-------- Document excerpt

Normally, the smallest number that R can distinguish from zero is about 1e-308 (i.e., 10^(-308)) - specifically, .Machine$double.xmin
=2.225074e-308. More precisely, R can handle slightly smaller values: ?Machine
says:
Note that on most platforms smaller positive values than
‘.Machine$double.xmin’ can occur. On a typical R platform the
smallest positive double is about ‘5e-324’.
If you want to deal with numbers smaller than that, you have to do something clever like keeping track of their logarithms instead (log(.Machine$double.xmin)
is -708, you could easily keep track of much smaller numbers that way ). Some of the p-value computations in R allow you to retrieve the log-p-value rather than the p-value, but the Wilcoxon test doesn't have such a capability.
While it might be possible to build such a capability from scratch if you needed it badly enough, researchers usually just treat such p-values as "extremely small";you could say "<1e-308" if you wanted. The only research field I've seen where people worry about the precise values of such tiny p-values is in bioinformatics, where the p-value is treated as a metric in its own right rather than a qualitative indicator of the clarity of a statistical difference.

----------------

Written problem 1. Find each line in the listing below that contains the word "wall", and copy those lines.
The text and the listing were taken from unrelated sources.

-------- Data section

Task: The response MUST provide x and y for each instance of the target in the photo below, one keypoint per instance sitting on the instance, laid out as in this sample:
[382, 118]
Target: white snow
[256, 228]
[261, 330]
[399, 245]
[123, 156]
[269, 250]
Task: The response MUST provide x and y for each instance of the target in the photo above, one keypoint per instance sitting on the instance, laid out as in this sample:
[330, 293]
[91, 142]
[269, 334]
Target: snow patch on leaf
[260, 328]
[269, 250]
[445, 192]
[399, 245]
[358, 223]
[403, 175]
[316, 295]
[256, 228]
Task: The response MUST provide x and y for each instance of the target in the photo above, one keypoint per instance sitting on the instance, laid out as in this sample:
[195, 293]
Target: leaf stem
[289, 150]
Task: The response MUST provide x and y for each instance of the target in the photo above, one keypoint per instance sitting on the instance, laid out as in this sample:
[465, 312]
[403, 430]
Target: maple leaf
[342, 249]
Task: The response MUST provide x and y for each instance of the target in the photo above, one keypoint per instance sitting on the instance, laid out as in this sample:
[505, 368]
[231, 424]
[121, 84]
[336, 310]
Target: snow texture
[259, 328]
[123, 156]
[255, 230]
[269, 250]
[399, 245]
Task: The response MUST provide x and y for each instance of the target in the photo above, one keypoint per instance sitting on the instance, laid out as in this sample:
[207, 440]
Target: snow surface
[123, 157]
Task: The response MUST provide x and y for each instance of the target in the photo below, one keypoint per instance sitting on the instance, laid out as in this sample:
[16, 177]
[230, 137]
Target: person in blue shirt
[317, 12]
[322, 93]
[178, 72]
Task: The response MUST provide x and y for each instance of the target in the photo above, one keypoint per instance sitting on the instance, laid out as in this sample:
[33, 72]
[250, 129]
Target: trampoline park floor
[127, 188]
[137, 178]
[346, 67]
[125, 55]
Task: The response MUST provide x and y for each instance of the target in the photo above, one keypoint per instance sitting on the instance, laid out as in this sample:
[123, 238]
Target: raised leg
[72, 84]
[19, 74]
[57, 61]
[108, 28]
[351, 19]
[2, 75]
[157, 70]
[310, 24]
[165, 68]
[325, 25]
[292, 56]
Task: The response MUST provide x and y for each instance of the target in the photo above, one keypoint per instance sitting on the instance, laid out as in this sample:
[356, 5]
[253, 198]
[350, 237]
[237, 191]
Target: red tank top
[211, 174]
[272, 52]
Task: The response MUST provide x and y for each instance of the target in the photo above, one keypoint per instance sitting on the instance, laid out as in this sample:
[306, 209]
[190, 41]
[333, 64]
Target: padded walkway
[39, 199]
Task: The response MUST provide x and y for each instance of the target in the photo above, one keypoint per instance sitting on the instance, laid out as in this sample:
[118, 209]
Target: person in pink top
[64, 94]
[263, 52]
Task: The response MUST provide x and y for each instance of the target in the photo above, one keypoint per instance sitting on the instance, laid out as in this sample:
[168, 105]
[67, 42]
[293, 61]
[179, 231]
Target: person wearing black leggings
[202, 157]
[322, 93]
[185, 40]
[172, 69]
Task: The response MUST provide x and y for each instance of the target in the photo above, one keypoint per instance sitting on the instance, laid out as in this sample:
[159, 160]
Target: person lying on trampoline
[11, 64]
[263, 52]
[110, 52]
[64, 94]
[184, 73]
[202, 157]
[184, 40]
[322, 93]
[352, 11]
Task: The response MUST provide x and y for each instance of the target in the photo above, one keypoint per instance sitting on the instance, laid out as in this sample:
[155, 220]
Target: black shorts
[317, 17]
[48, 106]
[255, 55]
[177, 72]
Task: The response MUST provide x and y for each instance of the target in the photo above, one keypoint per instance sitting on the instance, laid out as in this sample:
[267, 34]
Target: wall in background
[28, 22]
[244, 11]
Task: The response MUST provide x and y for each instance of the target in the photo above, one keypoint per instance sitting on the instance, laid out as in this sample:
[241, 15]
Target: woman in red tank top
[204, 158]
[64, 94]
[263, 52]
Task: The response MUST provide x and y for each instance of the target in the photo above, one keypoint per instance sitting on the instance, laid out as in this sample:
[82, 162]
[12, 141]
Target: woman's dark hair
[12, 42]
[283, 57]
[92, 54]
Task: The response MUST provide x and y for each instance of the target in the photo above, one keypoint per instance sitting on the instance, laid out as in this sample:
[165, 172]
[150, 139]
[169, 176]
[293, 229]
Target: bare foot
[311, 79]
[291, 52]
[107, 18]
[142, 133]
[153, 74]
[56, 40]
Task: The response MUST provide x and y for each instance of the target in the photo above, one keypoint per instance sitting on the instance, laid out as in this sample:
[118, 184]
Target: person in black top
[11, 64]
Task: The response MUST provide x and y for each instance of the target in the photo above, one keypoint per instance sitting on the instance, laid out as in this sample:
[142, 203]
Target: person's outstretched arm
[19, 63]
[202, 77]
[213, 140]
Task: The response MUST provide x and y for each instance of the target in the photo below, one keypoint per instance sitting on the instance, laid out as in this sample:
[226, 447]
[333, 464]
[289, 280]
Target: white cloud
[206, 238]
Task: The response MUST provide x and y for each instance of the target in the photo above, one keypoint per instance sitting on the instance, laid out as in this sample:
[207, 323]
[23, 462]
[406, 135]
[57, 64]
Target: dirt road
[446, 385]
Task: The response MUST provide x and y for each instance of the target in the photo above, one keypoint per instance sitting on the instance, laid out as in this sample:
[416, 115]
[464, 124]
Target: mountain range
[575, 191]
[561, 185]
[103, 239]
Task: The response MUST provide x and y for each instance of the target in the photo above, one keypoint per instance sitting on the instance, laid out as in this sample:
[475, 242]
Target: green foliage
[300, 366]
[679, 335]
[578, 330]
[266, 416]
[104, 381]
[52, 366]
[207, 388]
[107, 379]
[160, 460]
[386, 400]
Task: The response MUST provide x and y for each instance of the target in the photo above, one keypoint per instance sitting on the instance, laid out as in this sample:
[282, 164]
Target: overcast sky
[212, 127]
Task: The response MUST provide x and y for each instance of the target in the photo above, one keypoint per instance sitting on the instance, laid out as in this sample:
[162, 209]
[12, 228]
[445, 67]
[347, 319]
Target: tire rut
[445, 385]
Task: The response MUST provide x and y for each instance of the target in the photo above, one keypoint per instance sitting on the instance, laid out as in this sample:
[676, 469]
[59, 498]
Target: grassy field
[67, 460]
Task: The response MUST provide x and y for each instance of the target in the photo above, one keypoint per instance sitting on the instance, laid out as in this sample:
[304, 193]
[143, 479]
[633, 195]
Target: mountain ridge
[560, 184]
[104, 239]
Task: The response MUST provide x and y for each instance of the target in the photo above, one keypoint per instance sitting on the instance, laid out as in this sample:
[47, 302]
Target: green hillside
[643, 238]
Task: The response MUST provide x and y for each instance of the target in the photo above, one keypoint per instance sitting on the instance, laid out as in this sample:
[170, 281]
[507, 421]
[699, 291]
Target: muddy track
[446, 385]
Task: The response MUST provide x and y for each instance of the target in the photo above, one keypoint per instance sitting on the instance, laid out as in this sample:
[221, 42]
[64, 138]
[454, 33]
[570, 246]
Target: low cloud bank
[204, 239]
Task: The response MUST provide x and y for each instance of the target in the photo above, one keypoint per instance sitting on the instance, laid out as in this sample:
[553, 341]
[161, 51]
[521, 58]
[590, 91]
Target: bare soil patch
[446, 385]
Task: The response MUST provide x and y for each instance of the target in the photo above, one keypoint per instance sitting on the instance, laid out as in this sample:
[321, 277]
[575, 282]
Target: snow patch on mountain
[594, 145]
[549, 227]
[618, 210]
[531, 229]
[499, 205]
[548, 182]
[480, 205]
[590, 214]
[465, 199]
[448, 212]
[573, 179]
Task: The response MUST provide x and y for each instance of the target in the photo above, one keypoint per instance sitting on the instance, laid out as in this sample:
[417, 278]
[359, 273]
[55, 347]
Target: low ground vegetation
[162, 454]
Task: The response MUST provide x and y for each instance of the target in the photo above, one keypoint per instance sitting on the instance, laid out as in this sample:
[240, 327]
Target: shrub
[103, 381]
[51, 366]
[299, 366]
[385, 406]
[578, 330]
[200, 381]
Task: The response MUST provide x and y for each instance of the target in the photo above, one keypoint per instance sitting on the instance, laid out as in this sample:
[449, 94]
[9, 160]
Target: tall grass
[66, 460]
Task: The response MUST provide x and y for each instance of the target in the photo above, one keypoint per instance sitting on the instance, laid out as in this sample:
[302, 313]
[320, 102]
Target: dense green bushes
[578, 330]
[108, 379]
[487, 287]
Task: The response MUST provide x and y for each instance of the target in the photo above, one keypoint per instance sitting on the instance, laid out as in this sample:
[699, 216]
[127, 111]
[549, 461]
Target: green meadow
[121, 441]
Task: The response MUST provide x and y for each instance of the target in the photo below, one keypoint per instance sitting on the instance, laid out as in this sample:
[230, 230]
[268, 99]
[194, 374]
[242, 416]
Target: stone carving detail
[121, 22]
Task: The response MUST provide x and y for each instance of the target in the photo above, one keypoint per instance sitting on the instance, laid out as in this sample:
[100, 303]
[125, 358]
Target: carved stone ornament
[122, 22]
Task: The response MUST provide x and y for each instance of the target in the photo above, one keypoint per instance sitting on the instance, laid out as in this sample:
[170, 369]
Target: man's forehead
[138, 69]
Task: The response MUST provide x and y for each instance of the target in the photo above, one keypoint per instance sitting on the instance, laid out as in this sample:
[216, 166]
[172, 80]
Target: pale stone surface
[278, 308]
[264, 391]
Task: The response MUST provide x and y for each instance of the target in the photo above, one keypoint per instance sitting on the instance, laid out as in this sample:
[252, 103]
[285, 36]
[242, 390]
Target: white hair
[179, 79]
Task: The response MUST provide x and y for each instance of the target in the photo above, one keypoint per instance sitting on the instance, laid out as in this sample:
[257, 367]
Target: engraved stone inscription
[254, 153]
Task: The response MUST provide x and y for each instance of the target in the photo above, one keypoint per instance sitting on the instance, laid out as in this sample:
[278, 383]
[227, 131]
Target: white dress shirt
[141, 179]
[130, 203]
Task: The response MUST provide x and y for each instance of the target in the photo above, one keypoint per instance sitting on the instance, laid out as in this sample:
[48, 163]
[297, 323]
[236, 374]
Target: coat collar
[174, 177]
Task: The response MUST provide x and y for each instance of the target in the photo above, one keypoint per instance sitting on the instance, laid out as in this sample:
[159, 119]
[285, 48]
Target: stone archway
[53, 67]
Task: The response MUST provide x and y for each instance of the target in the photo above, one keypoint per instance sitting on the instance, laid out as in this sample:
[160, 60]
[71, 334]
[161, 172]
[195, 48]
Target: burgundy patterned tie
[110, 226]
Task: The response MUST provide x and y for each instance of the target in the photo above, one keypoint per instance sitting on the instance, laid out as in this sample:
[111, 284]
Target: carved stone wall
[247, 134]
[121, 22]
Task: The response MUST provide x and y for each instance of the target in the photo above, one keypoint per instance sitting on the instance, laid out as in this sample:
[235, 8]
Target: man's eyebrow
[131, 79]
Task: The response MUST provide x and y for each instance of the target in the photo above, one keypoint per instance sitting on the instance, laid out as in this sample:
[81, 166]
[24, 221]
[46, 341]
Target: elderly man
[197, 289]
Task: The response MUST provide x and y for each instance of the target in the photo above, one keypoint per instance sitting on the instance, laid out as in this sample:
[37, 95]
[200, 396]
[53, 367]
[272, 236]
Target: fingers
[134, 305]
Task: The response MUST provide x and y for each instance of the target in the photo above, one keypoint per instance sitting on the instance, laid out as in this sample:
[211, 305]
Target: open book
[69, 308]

----------------

Written problem 2. In the passage above on small numbers in R, what is the smallest positive double on a typical R platform?

Problem solution 1.
Target: wall in background
Target: carved stone wall

Problem solution 2. About 5e-324.